[Record set]
_ _ _ _ _

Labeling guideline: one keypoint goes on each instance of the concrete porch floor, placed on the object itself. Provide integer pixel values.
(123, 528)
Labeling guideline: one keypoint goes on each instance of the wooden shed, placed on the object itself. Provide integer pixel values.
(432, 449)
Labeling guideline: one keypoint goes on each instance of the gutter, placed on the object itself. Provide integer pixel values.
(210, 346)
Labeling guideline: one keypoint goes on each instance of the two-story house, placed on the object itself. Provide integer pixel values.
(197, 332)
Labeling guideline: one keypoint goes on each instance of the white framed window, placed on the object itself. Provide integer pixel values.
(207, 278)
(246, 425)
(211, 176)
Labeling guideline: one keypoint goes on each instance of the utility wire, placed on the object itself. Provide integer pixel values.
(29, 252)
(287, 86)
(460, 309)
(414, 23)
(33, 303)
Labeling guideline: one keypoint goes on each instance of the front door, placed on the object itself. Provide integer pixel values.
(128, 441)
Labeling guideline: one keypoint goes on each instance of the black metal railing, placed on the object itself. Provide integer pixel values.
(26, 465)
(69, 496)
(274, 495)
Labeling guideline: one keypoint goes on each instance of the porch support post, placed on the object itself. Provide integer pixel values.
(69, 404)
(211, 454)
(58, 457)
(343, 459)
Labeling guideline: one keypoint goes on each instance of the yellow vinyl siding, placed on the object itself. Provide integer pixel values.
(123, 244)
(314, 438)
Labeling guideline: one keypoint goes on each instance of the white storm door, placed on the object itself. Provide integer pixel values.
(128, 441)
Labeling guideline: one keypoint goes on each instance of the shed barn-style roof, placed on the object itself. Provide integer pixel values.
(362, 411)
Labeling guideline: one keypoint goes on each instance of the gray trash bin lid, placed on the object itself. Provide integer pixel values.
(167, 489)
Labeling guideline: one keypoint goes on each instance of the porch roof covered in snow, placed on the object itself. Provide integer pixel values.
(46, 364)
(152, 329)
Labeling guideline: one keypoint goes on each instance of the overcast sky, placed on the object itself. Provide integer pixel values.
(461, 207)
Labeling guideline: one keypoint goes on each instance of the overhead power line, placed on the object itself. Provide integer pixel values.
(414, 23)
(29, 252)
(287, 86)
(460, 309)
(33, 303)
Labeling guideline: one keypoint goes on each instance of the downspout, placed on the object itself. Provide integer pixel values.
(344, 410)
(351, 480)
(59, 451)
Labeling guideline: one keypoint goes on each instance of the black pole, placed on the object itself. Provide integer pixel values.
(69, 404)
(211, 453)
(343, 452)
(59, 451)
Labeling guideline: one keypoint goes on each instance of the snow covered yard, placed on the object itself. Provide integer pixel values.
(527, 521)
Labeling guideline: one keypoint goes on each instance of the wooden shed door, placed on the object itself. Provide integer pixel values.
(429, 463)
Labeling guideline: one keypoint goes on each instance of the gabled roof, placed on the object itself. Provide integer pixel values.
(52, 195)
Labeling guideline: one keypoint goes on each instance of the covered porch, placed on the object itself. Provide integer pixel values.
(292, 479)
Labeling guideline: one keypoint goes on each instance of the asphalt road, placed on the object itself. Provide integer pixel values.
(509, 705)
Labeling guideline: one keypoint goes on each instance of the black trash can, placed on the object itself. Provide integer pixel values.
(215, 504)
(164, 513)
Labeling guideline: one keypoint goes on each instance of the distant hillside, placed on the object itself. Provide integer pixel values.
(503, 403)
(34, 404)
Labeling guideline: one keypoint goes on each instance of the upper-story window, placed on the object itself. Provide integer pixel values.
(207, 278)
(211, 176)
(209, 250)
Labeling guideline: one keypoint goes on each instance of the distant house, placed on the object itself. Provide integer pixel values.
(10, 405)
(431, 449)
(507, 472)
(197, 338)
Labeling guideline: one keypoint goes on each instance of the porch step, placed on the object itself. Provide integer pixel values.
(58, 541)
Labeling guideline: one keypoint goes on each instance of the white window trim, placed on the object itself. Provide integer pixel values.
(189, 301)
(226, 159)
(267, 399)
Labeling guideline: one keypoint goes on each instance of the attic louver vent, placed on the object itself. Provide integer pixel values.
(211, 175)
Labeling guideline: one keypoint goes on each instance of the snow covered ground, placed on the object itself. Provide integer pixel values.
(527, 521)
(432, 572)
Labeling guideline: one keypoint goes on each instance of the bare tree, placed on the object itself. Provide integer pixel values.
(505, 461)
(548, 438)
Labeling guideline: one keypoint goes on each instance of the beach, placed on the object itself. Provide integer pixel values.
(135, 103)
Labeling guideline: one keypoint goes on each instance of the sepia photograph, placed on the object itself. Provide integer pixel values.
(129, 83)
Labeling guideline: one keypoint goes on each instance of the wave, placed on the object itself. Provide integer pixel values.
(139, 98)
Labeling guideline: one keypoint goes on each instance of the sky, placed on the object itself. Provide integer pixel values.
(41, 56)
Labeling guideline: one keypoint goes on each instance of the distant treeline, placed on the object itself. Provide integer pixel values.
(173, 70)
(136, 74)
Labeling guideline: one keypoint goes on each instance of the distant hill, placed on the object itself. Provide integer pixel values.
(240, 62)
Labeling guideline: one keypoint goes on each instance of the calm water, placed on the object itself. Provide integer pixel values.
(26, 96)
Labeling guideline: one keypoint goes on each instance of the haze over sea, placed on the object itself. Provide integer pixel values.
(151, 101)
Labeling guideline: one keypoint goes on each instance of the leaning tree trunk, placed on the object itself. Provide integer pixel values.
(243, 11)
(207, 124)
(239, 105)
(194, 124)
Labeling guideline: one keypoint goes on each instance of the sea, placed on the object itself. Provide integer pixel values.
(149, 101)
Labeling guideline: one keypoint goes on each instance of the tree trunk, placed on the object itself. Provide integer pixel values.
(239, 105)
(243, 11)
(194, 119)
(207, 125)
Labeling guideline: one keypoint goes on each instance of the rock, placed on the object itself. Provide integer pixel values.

_ _ _ _ _

[What is expected]
The records above should be repeated exactly. Print them all.

[Solution to the problem]
Labeling guideline: one keypoint goes on each instance of the concrete porch floor, placed on the object itself. Provide integer pixel values.
(123, 528)
Labeling guideline: one keypoint goes on each instance of the wooden shed, placed on the object itself. Provide integer pixel values.
(432, 449)
Labeling guideline: one keypoint goes on each instance of the gutter, placed on the object itself. Provide integer pixel values.
(210, 346)
Labeling guideline: one keypoint goes on each instance of the two-story house, placed on the object itself. Provide integer pixel values.
(197, 332)
Labeling guideline: one keypoint goes on each instance of the white framed window, placed on the object itself. Provide integer pixel values.
(207, 278)
(246, 425)
(211, 176)
Labeling guideline: one keypoint goes on each instance of the utility wire, placed on the object itself. Provide integer pixel values.
(29, 252)
(287, 86)
(460, 309)
(414, 23)
(33, 303)
Labeling guideline: one keypoint goes on each instance of the front door, placed on the object itself. Provide integer pixel values.
(128, 441)
Labeling guideline: one keypoint goes on each instance of the black metal railing, placed on the object itself. Provide integer pixel values.
(26, 465)
(69, 496)
(274, 495)
Labeling guideline: one keypoint goes on each instance of the porch support post, placed on the object itself. Provide integer pixel values.
(69, 404)
(211, 454)
(58, 457)
(343, 459)
Labeling guideline: one keypoint goes on each instance of the yellow vinyl siding, placed on the object itself. Provide integer pixel values.
(123, 244)
(314, 438)
Labeling guideline: one keypoint goes on each instance of the white storm door, placed on the object itself. Provide integer pixel values.
(128, 441)
Labeling guideline: one keypoint goes on each instance of the shed barn-style roof, placed on the object itself. Provide integer pixel values.
(362, 411)
Labeling guideline: one keypoint goes on each instance of the gray trash bin lid, placed on the object itself. Provide integer pixel values.
(167, 489)
Labeling guideline: one keypoint goes on each instance of the porch roof covered in snow, placed on the object itself. Provide integer pixel values.
(46, 364)
(152, 329)
Labeling guideline: one keypoint goes on each instance of the overcast sky, placed on the object itself. Provide integer pixel values.
(461, 207)
Labeling guideline: one keypoint goes on each instance of the overhead power line, placed on the object itself. Provide integer pixel values.
(414, 23)
(29, 252)
(287, 86)
(460, 309)
(33, 303)
Labeling guideline: one keypoint goes on each instance of the downspout, placed on the object itself. Provide integer pixel values.
(344, 410)
(351, 480)
(59, 451)
Labeling guideline: one keypoint goes on each instance of the black pole, placed on the object itself. Provide integer pixel values.
(69, 404)
(211, 453)
(343, 452)
(59, 451)
Labeling guideline: one keypoint goes on each instance of the snow covered yard, placed on the object itself. Provide integer pixel values.
(527, 521)
Labeling guideline: one keypoint goes on each instance of the wooden shed door, placed on the object itself. Provide integer pixel values.
(429, 463)
Labeling guideline: one keypoint goes on each instance of the gabled roof, placed on the object itself. Provide integer pixel values.
(52, 195)
Labeling guideline: one keypoint goes on each instance of the covered porch, placed on the object itself. Provide integer pixel values.
(292, 479)
Labeling guideline: one keypoint goes on each instance of the asphalt road, placed on the object itself. Provide integer pixel values.
(509, 705)
Labeling guideline: one keypoint goes on each instance of the black trash can, placed on the object itself. Provide integer pixel values.
(215, 504)
(164, 513)
Labeling guideline: one keypoint goes on each instance of the distant hillside, placed on the object itself. Provide integer pixel values.
(503, 403)
(34, 404)
Labeling guideline: one keypoint goes on each instance of the upper-story window, placed on the object itself. Provide integer pixel values.
(207, 278)
(211, 176)
(209, 250)
Labeling guideline: one keypoint goes on each instance of the distant house, placed on the object itself. Provide integer pixel values.
(10, 405)
(431, 449)
(507, 472)
(197, 338)
Labeling guideline: one keypoint goes on each instance of the porch step, placed on the object itself. Provide integer pixel values.
(58, 541)
Labeling guideline: one keypoint goes on each instance of the white window trim, placed on the object itself. Provide integer pixel values.
(189, 301)
(226, 159)
(267, 399)
Labeling guideline: one keypoint goes on each instance of the attic louver vent, placed on the object itself. Provide integer pixel values.
(211, 175)
Labeling guideline: one keypoint goes on each instance of the snow covered ground, placed on the object itself. Provide integer pixel values.
(527, 521)
(432, 572)
Labeling guideline: one keypoint goes on each instance of the bare tree, placed on the object itself. Provide integer pixel values.
(505, 461)
(548, 438)
Labeling guideline: one keypoint goes on each instance of the beach, placed on the object itself. Provide integer pixel values.
(135, 103)
Labeling guideline: one keypoint goes on each instance of the sepia photograph, placed on the object itself. Provide integer pixel values.
(129, 83)
Labeling guideline: one keypoint goes on each instance of the wave, placed on the object itself. Provide integer pixel values.
(139, 98)
Labeling guideline: one keypoint goes on each instance of the sky, placed on the object itself. Provide integer pixel values.
(41, 56)
Labeling guideline: one keypoint goes on each instance of the distant treeline, placed on the object itself. Provide integer pixel values.
(173, 70)
(136, 74)
Labeling guideline: one keypoint goes on each instance of the distant hill, placed on the object itself. Provide integer pixel values.
(240, 62)
Labeling guideline: one keypoint goes on each instance of the calm water, placed on the object itself. Provide integer pixel values.
(26, 96)
Labeling guideline: one keypoint goes on each instance of the haze over sea, placed on the object itself. Provide integer pixel values.
(151, 101)
Labeling guideline: one keypoint goes on each instance of the leaning tree trunk, placed on the object itself. Provide integer pixel values.
(243, 11)
(207, 124)
(239, 105)
(194, 124)
Labeling guideline: one keypoint goes on each instance of the sea, placed on the object itself. Provide integer pixel values.
(149, 101)
Labeling guideline: one keypoint goes on each instance of the tree trunk, placed on the object itself. Provide integer pixel values.
(239, 105)
(243, 11)
(194, 119)
(207, 125)
Labeling guideline: one keypoint goes on each instance of the rock, placed on the object itself. Provide integer pixel values.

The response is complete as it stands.